YOUR GOAL:
Rewrite the part of the listing below that begins at the line containing "Ground the stadium" and stops after the line containing "[225, 0, 265, 180]", with "frame" replaced by "image" and nothing else changed. Leave the pictures out of your answer.

**** PROVIDED ENTRIES

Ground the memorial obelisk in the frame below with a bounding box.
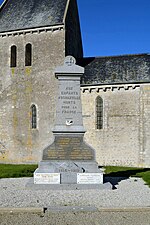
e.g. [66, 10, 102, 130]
[34, 56, 106, 189]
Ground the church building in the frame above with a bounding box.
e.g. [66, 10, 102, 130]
[0, 0, 150, 167]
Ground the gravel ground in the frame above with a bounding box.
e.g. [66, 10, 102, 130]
[0, 178, 150, 209]
[0, 212, 150, 225]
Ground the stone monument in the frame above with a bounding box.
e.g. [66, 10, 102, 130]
[31, 56, 111, 189]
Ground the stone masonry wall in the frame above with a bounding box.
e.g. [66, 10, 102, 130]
[0, 30, 65, 163]
[82, 84, 150, 167]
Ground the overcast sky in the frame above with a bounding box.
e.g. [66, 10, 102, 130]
[0, 0, 150, 56]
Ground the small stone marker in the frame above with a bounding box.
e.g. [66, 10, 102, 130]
[34, 56, 107, 187]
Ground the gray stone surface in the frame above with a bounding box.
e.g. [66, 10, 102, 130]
[35, 56, 104, 186]
[0, 178, 150, 207]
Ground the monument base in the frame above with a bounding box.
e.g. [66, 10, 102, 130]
[26, 160, 112, 190]
[28, 160, 110, 189]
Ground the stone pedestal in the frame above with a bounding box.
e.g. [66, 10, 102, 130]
[31, 56, 110, 189]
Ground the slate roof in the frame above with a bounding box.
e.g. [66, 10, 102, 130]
[77, 54, 150, 85]
[0, 0, 67, 32]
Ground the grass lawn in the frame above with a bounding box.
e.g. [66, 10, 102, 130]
[0, 164, 150, 186]
[0, 164, 37, 178]
[105, 166, 150, 187]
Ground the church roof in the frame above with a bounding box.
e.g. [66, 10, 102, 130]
[0, 0, 67, 32]
[77, 54, 150, 85]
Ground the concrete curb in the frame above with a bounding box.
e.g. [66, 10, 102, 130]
[0, 207, 44, 214]
[0, 206, 150, 214]
[98, 206, 150, 212]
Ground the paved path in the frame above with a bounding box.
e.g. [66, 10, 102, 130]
[0, 211, 150, 225]
[0, 178, 150, 225]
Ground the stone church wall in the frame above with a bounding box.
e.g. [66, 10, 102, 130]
[0, 30, 65, 163]
[82, 84, 150, 167]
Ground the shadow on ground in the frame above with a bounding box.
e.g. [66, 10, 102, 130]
[104, 168, 150, 189]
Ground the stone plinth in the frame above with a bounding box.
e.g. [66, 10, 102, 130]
[31, 56, 110, 189]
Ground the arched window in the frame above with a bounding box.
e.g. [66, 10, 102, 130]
[25, 44, 32, 66]
[10, 45, 17, 67]
[31, 105, 37, 129]
[96, 96, 103, 130]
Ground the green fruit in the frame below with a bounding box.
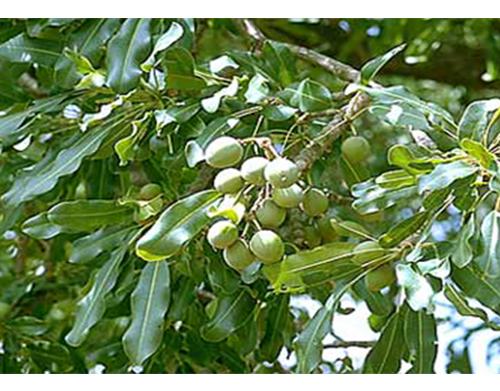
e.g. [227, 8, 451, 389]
[205, 137, 243, 168]
[318, 216, 338, 242]
[250, 230, 285, 265]
[330, 219, 369, 239]
[139, 183, 163, 201]
[207, 220, 238, 249]
[222, 239, 255, 271]
[214, 168, 244, 194]
[302, 189, 328, 217]
[241, 156, 269, 186]
[264, 158, 300, 189]
[272, 185, 304, 208]
[0, 301, 11, 322]
[342, 136, 371, 163]
[255, 199, 286, 228]
[365, 264, 396, 292]
[352, 241, 386, 265]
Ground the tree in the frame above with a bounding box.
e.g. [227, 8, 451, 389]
[0, 19, 500, 373]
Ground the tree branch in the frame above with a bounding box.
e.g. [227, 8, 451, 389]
[235, 19, 370, 171]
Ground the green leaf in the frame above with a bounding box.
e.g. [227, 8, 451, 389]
[136, 190, 221, 261]
[65, 247, 127, 347]
[418, 160, 478, 194]
[404, 311, 437, 374]
[69, 225, 138, 263]
[379, 211, 430, 248]
[291, 79, 333, 112]
[2, 110, 135, 207]
[264, 242, 360, 291]
[460, 138, 495, 169]
[0, 34, 62, 66]
[363, 307, 406, 374]
[123, 261, 170, 365]
[361, 44, 406, 85]
[47, 200, 133, 231]
[396, 264, 434, 311]
[475, 210, 500, 277]
[21, 212, 64, 239]
[162, 47, 206, 90]
[451, 215, 476, 268]
[107, 18, 151, 94]
[54, 18, 120, 88]
[458, 99, 500, 141]
[201, 289, 256, 342]
[141, 22, 184, 72]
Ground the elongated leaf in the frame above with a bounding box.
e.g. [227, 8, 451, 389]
[396, 264, 434, 311]
[136, 190, 221, 261]
[2, 110, 135, 207]
[65, 247, 126, 347]
[458, 99, 500, 141]
[361, 44, 406, 84]
[476, 210, 500, 278]
[48, 200, 133, 231]
[69, 226, 138, 263]
[404, 311, 437, 374]
[418, 160, 478, 193]
[107, 18, 151, 93]
[0, 34, 62, 66]
[201, 289, 256, 342]
[379, 211, 430, 248]
[162, 47, 205, 90]
[141, 22, 184, 72]
[123, 261, 170, 365]
[55, 18, 120, 88]
[363, 307, 406, 374]
[451, 216, 476, 267]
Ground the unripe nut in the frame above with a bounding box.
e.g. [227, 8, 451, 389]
[205, 137, 243, 168]
[272, 185, 304, 208]
[207, 220, 238, 249]
[342, 136, 371, 163]
[222, 239, 255, 271]
[250, 230, 285, 265]
[264, 158, 300, 189]
[255, 199, 286, 228]
[214, 168, 243, 194]
[302, 189, 328, 217]
[240, 156, 269, 186]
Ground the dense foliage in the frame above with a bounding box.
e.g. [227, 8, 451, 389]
[0, 19, 500, 373]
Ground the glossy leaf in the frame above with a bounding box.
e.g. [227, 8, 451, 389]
[201, 289, 256, 342]
[107, 18, 151, 93]
[136, 190, 221, 261]
[65, 248, 126, 347]
[123, 261, 170, 365]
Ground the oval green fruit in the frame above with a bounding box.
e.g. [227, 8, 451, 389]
[342, 136, 371, 163]
[205, 137, 243, 168]
[365, 264, 396, 292]
[250, 230, 285, 265]
[302, 189, 328, 217]
[0, 301, 11, 322]
[214, 168, 244, 194]
[240, 156, 269, 186]
[139, 183, 163, 201]
[255, 199, 286, 228]
[222, 239, 255, 271]
[207, 220, 238, 249]
[352, 241, 386, 265]
[272, 185, 304, 208]
[264, 158, 300, 189]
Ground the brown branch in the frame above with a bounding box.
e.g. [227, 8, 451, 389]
[323, 341, 376, 349]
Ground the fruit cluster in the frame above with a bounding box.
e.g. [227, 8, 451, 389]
[201, 137, 328, 271]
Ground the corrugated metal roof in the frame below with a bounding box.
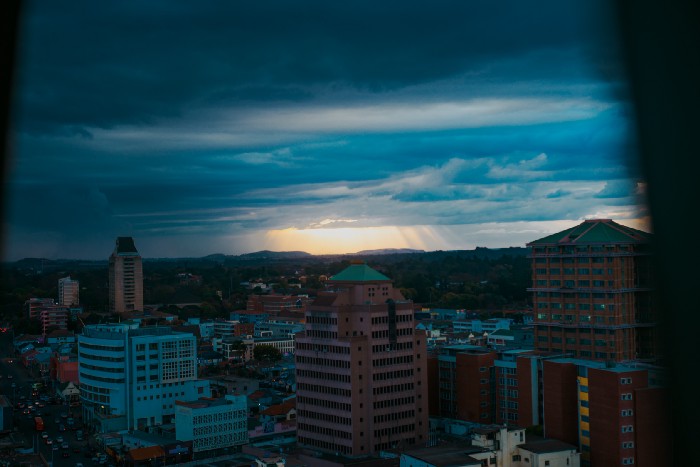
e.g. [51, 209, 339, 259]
[330, 263, 391, 282]
[528, 219, 651, 246]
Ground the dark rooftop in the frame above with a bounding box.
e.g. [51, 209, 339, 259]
[527, 219, 651, 246]
[114, 237, 138, 254]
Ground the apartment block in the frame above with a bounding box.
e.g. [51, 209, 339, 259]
[528, 219, 660, 362]
[109, 237, 143, 313]
[78, 323, 211, 432]
[296, 262, 428, 457]
[58, 276, 80, 307]
[175, 395, 248, 453]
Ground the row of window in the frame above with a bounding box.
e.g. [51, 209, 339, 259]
[297, 383, 352, 397]
[374, 435, 416, 452]
[296, 342, 350, 355]
[297, 436, 350, 454]
[535, 256, 613, 264]
[297, 410, 352, 426]
[372, 341, 413, 353]
[372, 383, 415, 396]
[297, 370, 350, 383]
[536, 326, 619, 336]
[297, 422, 352, 440]
[306, 329, 338, 339]
[498, 388, 518, 399]
[80, 371, 124, 384]
[498, 378, 518, 387]
[372, 369, 413, 381]
[136, 391, 185, 407]
[374, 410, 416, 423]
[374, 396, 416, 410]
[538, 314, 617, 325]
[306, 313, 338, 326]
[372, 355, 413, 367]
[296, 355, 350, 368]
[78, 341, 124, 353]
[537, 346, 616, 360]
[374, 423, 416, 438]
[372, 328, 413, 339]
[533, 245, 631, 254]
[297, 394, 350, 412]
[372, 315, 413, 324]
[537, 336, 615, 347]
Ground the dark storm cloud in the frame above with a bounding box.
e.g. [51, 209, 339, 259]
[6, 0, 640, 257]
[13, 1, 616, 135]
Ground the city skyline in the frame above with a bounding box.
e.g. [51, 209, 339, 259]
[3, 1, 650, 260]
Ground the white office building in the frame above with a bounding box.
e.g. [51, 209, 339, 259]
[58, 276, 80, 306]
[78, 323, 211, 432]
[175, 395, 248, 453]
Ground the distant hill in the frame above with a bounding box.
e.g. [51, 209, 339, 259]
[237, 250, 313, 259]
[348, 248, 425, 256]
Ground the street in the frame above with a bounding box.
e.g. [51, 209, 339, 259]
[0, 333, 95, 467]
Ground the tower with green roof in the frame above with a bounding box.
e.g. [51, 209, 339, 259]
[295, 261, 429, 457]
[527, 219, 660, 362]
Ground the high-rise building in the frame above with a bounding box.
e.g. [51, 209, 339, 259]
[528, 219, 660, 362]
[109, 237, 143, 313]
[296, 262, 428, 456]
[542, 358, 675, 467]
[78, 323, 211, 432]
[58, 276, 80, 306]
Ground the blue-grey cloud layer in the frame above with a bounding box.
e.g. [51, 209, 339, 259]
[6, 0, 643, 258]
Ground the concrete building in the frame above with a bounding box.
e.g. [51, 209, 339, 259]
[528, 219, 660, 362]
[296, 262, 429, 457]
[214, 319, 255, 338]
[400, 425, 580, 467]
[543, 358, 673, 467]
[78, 323, 211, 432]
[253, 337, 296, 356]
[24, 297, 56, 319]
[438, 344, 496, 424]
[109, 237, 143, 313]
[39, 305, 69, 336]
[58, 276, 80, 307]
[175, 395, 248, 454]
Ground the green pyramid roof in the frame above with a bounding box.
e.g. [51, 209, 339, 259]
[330, 263, 391, 282]
[528, 219, 651, 246]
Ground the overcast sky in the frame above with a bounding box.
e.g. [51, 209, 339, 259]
[4, 0, 648, 260]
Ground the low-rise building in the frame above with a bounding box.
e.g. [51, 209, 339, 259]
[175, 395, 248, 453]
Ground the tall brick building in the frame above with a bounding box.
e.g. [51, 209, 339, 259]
[296, 262, 428, 456]
[528, 219, 660, 362]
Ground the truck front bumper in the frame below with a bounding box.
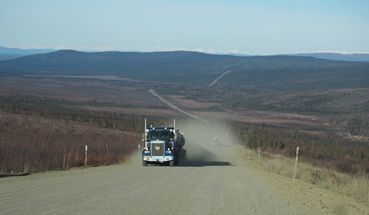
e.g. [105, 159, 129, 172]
[143, 156, 174, 163]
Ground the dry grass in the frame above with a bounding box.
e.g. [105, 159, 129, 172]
[245, 149, 369, 206]
[0, 112, 140, 175]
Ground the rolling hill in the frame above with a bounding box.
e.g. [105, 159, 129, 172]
[0, 50, 369, 89]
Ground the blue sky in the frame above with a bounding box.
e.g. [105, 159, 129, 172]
[0, 0, 369, 54]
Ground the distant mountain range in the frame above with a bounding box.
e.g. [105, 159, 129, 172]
[0, 50, 369, 90]
[0, 47, 55, 60]
[0, 46, 369, 62]
[292, 52, 369, 62]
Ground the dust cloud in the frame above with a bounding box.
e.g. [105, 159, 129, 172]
[177, 119, 237, 166]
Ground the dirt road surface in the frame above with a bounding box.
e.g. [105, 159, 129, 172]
[0, 119, 296, 215]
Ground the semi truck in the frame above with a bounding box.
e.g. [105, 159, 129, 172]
[142, 119, 186, 166]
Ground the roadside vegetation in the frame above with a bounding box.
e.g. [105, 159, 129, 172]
[243, 147, 369, 206]
[229, 122, 369, 206]
[0, 96, 167, 176]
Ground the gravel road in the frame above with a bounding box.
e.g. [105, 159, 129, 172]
[0, 120, 295, 215]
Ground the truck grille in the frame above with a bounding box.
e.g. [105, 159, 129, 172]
[152, 143, 164, 156]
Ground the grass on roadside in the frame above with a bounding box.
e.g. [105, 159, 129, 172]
[240, 148, 369, 206]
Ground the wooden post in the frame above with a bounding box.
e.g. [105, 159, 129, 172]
[105, 143, 110, 155]
[85, 145, 88, 167]
[293, 146, 300, 183]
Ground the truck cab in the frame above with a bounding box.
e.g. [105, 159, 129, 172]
[142, 119, 185, 166]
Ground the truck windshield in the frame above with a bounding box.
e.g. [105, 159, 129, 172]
[148, 130, 173, 140]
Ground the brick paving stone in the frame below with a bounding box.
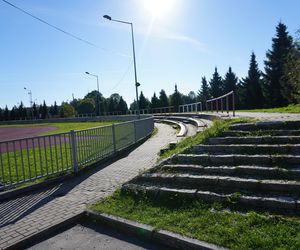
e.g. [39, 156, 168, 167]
[0, 124, 177, 249]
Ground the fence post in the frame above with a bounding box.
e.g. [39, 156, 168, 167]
[70, 130, 78, 173]
[111, 124, 117, 154]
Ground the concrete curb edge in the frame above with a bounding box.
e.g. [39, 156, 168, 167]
[86, 209, 226, 250]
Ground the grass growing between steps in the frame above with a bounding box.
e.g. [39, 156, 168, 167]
[159, 118, 255, 161]
[91, 190, 300, 249]
[237, 104, 300, 113]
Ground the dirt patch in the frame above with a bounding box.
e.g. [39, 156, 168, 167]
[0, 126, 57, 142]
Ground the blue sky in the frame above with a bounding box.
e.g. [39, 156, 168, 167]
[0, 0, 300, 108]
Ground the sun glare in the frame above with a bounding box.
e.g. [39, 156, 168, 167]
[144, 0, 174, 17]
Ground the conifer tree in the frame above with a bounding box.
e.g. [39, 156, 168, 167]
[3, 105, 9, 121]
[198, 76, 211, 102]
[41, 101, 48, 119]
[283, 29, 300, 103]
[117, 96, 128, 114]
[240, 52, 264, 109]
[263, 22, 292, 107]
[139, 91, 150, 109]
[170, 84, 182, 112]
[223, 67, 238, 94]
[150, 92, 159, 109]
[32, 102, 39, 119]
[209, 67, 223, 97]
[159, 89, 169, 107]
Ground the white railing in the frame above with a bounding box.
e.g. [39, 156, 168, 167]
[206, 91, 235, 116]
[129, 91, 235, 116]
[0, 117, 154, 190]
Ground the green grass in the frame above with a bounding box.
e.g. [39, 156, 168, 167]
[237, 104, 300, 113]
[0, 121, 119, 135]
[91, 190, 300, 250]
[159, 118, 255, 161]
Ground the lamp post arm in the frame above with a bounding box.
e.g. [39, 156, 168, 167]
[110, 19, 132, 25]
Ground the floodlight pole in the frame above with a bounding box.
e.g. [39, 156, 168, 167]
[103, 15, 141, 118]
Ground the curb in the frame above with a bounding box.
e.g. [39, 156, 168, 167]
[85, 209, 226, 250]
[3, 211, 85, 250]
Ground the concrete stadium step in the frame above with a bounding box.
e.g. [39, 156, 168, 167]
[122, 184, 300, 213]
[222, 129, 300, 137]
[209, 136, 300, 145]
[193, 144, 300, 155]
[160, 164, 300, 181]
[172, 154, 300, 168]
[230, 121, 300, 131]
[134, 173, 300, 197]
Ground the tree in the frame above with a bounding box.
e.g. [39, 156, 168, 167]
[77, 98, 95, 114]
[9, 106, 16, 120]
[198, 76, 211, 102]
[240, 52, 265, 109]
[16, 102, 27, 119]
[150, 92, 159, 109]
[130, 100, 137, 110]
[159, 89, 169, 107]
[32, 102, 39, 119]
[170, 84, 183, 112]
[84, 90, 103, 115]
[209, 67, 223, 98]
[263, 22, 293, 107]
[53, 101, 58, 116]
[139, 91, 150, 109]
[223, 67, 238, 94]
[60, 102, 75, 117]
[117, 96, 128, 114]
[41, 100, 48, 119]
[283, 29, 300, 103]
[3, 105, 9, 121]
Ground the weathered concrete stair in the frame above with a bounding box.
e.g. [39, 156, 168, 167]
[124, 121, 300, 214]
[209, 136, 300, 145]
[123, 183, 300, 213]
[160, 164, 300, 181]
[172, 154, 300, 167]
[223, 129, 300, 136]
[193, 144, 300, 155]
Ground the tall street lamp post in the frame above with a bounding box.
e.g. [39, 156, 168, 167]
[85, 72, 101, 116]
[103, 15, 140, 118]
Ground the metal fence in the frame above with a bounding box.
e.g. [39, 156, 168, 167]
[0, 117, 154, 190]
[206, 91, 235, 116]
[129, 91, 235, 116]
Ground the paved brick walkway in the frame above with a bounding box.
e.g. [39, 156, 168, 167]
[0, 124, 177, 249]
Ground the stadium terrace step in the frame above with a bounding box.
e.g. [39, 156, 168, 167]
[209, 136, 300, 145]
[172, 154, 300, 167]
[160, 165, 300, 181]
[193, 144, 300, 155]
[122, 184, 300, 213]
[134, 173, 300, 196]
[230, 121, 300, 131]
[222, 129, 300, 137]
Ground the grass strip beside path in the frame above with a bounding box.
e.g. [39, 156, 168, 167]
[236, 104, 300, 113]
[91, 190, 300, 250]
[0, 121, 120, 135]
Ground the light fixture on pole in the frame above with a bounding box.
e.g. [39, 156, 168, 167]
[103, 15, 141, 118]
[85, 71, 101, 116]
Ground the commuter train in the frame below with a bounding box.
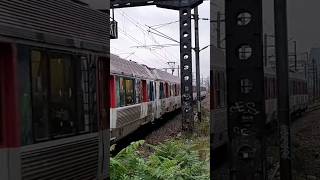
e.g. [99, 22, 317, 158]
[109, 54, 206, 142]
[0, 0, 109, 180]
[210, 46, 308, 149]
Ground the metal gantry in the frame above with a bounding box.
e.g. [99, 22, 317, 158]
[110, 0, 203, 132]
[225, 0, 265, 180]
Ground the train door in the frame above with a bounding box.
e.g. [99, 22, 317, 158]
[97, 57, 110, 179]
[0, 43, 20, 180]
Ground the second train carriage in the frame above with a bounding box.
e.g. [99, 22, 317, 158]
[110, 54, 206, 141]
[210, 46, 308, 149]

********

ANSWER TO THIS EXERCISE:
Ground the stadium terrace step in the image above with a bounding box.
e.g. [39, 156, 168, 167]
[209, 136, 300, 145]
[172, 154, 300, 167]
[160, 165, 300, 181]
[193, 144, 300, 155]
[122, 184, 300, 213]
[134, 173, 300, 196]
[230, 121, 300, 131]
[222, 129, 300, 137]
Ground the grass strip beside path in the image above with a bounding box.
e.g. [39, 156, 168, 167]
[236, 104, 300, 113]
[91, 190, 300, 250]
[0, 121, 120, 135]
Ground the light fixture on pole in the image above with a bounding box.
e.g. [39, 156, 168, 167]
[103, 15, 141, 118]
[85, 71, 101, 116]
Ground the commuter train in the image below with a bounding box.
e.g. [99, 22, 317, 158]
[109, 54, 206, 142]
[0, 0, 109, 180]
[210, 46, 308, 149]
Ground the metal gantry in the image above with a bounding box.
e.g. [99, 22, 317, 158]
[110, 0, 203, 132]
[225, 0, 265, 180]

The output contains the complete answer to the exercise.